** Begin Provided information **
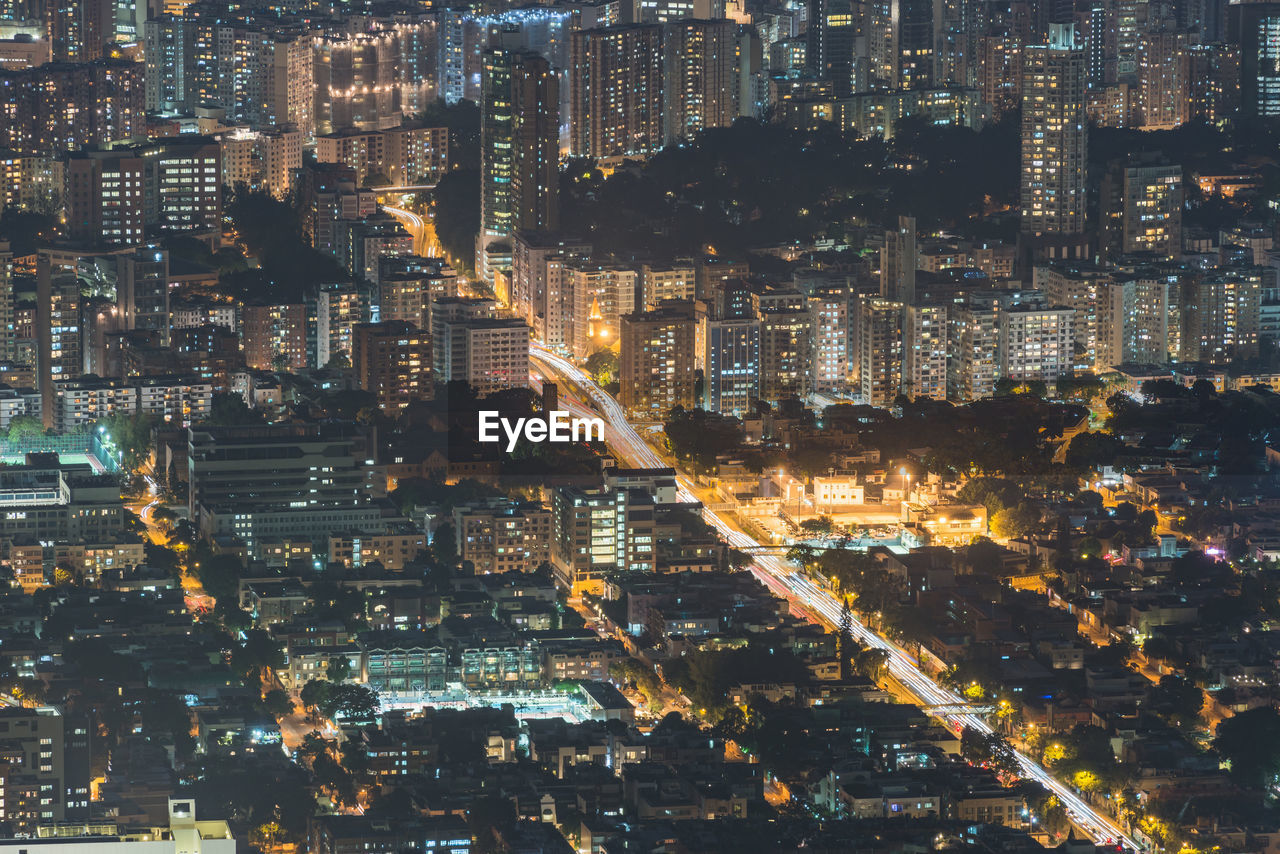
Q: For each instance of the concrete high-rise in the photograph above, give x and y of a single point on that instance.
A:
(519, 154)
(878, 350)
(899, 259)
(1054, 136)
(700, 80)
(1256, 28)
(58, 329)
(616, 95)
(392, 360)
(658, 356)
** End Provided information **
### [Task objective]
Give the whole listing above again verbatim, leaving out the picture.

### [Task answer]
Q: For each instance of the concrete high-rise in the photograph above, give x and y of a single point on that instance.
A:
(519, 154)
(878, 350)
(899, 259)
(1054, 136)
(700, 80)
(1256, 28)
(58, 329)
(616, 95)
(392, 360)
(658, 356)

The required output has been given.